> **Records for this exercise**:
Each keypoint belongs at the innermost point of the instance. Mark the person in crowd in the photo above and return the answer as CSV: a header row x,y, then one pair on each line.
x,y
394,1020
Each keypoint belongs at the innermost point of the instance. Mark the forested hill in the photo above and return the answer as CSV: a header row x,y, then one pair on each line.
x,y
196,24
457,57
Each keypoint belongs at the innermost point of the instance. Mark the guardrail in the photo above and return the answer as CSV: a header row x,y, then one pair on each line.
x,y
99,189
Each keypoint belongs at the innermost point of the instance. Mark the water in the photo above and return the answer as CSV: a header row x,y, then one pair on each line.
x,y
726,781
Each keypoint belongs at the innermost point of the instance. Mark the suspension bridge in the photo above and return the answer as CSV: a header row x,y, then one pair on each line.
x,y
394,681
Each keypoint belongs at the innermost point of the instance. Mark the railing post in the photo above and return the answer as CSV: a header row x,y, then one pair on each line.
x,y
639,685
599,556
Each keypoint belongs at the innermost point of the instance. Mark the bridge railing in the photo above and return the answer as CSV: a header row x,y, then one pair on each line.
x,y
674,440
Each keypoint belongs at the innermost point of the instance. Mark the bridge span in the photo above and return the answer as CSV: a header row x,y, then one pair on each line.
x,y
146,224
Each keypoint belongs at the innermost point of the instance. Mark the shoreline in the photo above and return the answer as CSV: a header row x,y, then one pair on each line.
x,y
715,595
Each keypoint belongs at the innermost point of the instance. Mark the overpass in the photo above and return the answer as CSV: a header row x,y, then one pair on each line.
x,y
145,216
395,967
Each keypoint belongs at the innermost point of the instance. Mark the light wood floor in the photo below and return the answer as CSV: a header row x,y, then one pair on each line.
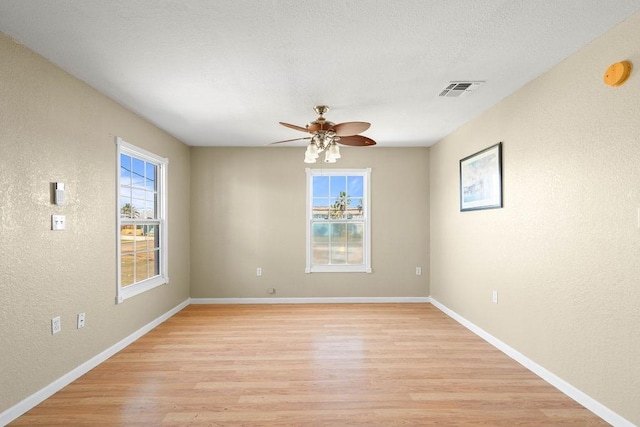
x,y
309,365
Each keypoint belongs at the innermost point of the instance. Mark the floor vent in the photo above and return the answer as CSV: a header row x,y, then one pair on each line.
x,y
456,89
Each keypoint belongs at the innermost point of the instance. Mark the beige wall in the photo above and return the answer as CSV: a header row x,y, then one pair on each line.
x,y
564,252
55,128
248,211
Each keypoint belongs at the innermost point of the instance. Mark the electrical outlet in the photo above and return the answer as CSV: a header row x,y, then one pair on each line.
x,y
56,325
80,320
58,222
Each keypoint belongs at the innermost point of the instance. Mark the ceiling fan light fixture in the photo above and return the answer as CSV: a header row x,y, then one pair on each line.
x,y
325,136
334,150
328,158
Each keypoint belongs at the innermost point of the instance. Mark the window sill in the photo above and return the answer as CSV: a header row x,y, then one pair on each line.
x,y
133,290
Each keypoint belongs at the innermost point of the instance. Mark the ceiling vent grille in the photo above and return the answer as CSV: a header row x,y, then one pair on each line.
x,y
456,89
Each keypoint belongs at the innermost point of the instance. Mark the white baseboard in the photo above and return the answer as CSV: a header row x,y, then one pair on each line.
x,y
26,404
588,402
314,300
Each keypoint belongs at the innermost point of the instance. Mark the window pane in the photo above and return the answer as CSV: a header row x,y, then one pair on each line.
x,y
125,169
338,233
338,185
338,254
127,248
154,259
137,172
320,254
355,254
320,233
355,231
321,207
142,266
355,187
151,176
126,270
320,186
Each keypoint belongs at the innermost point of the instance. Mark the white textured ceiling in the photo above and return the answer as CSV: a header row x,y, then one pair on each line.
x,y
225,72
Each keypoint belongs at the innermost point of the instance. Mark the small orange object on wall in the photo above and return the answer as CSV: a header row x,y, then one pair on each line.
x,y
617,73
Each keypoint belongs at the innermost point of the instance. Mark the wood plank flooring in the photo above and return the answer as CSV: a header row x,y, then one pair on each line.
x,y
309,365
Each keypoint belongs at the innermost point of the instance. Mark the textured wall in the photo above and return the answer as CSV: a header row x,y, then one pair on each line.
x,y
564,251
250,212
55,128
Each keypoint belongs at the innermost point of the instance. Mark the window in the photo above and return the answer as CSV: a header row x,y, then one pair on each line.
x,y
142,227
338,226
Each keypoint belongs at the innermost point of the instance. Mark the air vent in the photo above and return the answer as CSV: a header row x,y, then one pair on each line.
x,y
457,89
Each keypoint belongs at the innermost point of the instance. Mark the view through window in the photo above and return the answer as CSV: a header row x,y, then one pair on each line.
x,y
338,232
141,214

> **Task**:
Quote the data above in full, leaving out the pictures it holds.

> **Full solution**:
Each keypoint belongs at the innermost point of the instance. Mark the person in crowd in the photo above and return the answer as CSV: a header row x,y, then one pair on each line.
x,y
394,1020
Each keypoint belongs at the innermost point of the instance. Mark the forested hill in the photo above and return the answer as CSV: a header row x,y, then one pair on each line.
x,y
196,24
457,57
Each keypoint belongs at the innermost point of the instance. Mark the guardrail in the photo above and return the answer as CSV: a header row x,y, then one pair on each line.
x,y
99,189
Each keypoint belongs at the innermost point of the instance. Mark the water in the photo above and return the answer as CSV: a header row x,y, then one pair on each line.
x,y
726,781
Each keypoint belongs at the innermost point of the instance. Mark the suspension bridge in the photo above and return the answer as CSV: a header row x,y, then one pair on each line.
x,y
394,681
Each keypoint belongs at the innermost point of the instance. Mark the railing post in the photo above and return the answer as CSV: a header row x,y, then one pair on each line.
x,y
639,685
599,556
Each keypoint belongs at the innermost point of the instance. Mark the bridge railing in the photo above and return the answer as CSV: a header row x,y, then one pair on each line.
x,y
674,440
Each keypoint belongs at the innermost point of the instance. Mark the bridge span in the photo above and return the answer as CSV: a header row x,y, then one pair on each line.
x,y
146,224
Each keypoint belongs at the innermost point of the instance. Mark the shoreline in the photo above and return the answer as CSV: a header row x,y, then one pair on each line.
x,y
715,595
Each keypoint belongs at the innermost point of the instance. Mark the overpass in the photo above and return the answer as CSV: a header row x,y, then one pair on each line.
x,y
145,216
395,967
Each keypoint belongs at the innermost point of the instance. Mark the light wood floor in the photo below and return the answer as CSV: a header row x,y, then one pair on each line.
x,y
309,365
Each keypoint belongs at the innermost point of the instance. Mark the floor vent in the photo above and return the answer as CSV: a header row x,y, then one pair on each line.
x,y
456,89
Each keypoint belongs at the innermost point of the instance. Mark the beige wall in the photo above and return the answer as CSV: a header row x,y, then one pair on each line.
x,y
564,252
55,128
248,211
Each keypoint belongs at the innermost point of the instance. Mark the electrical outlet in the photo above and return the answer as CSV: a header row x,y, then one pair on each line.
x,y
56,325
80,320
58,222
Each keypoint belongs at the innermost point of the instance. Mark the ceiling fan light fixture in the photo above and return the answer as CSV: a header row x,y, then one pair on each line.
x,y
325,136
334,150
328,158
Each keypoint belongs at the innermost point of the instance. Mark the window sill in the photo above and return the answer as CSV: a header row x,y, then one pair on each line.
x,y
133,290
Each keypoint belongs at the innermost point of the instance. Mark the ceiling vent grille in the photo above and return the answer as CSV: a header row x,y, then one pair on each line.
x,y
456,89
Each keypoint belongs at the innermost point of the instance. Mark the white baseboard in the photo above and return the answer as CSV: a header row x,y, then one pair on each line.
x,y
26,404
588,402
314,300
Each keypoint belongs at the innermost point of the instance. Mark the window pane in the photo above and return the answer as CSV: a header row x,y, then one pair on each line.
x,y
125,169
338,233
338,185
338,254
127,248
154,259
137,172
320,254
355,254
320,233
355,231
321,207
142,266
355,187
151,176
126,270
320,186
Each keypoint belongs at the innermost point of the instance. Mark the white textured ceiling in the photo above and return the answer as CSV: a header row x,y, then one pair on each line.
x,y
225,72
Each keypoint belongs at the innermost point of the instance. Mark the small orange object on wall in the photo above and return the answer as CSV: a header row x,y, then one pair on each line.
x,y
617,73
Each keypoint belongs at the innermost point of the instance. Mark the wood plank flooring in the photo above and return the answer as CSV: a header row x,y, then one pair on each line.
x,y
309,365
Each keypoint belongs at the innermost point of the instance. Mark the textured wall in the photo above and return the answer as CSV: a header row x,y, then one pair on each line.
x,y
564,251
250,212
55,128
Each keypoint belongs at the innermost point of the instance. Mark the window in the photo above and return the answer as CSV: a header row x,y, then one pair on each line.
x,y
142,227
338,226
Each keypoint belongs at the innermost point of the instance. Mark the air vent in the photo above and return the answer as CSV: a header row x,y, then one pair on each line.
x,y
457,89
Each keypoint belongs at the innermost point of the instance. Mark the view through window in the photo above and return the answer as CSV: a header row x,y, then one pair on each line.
x,y
338,232
141,214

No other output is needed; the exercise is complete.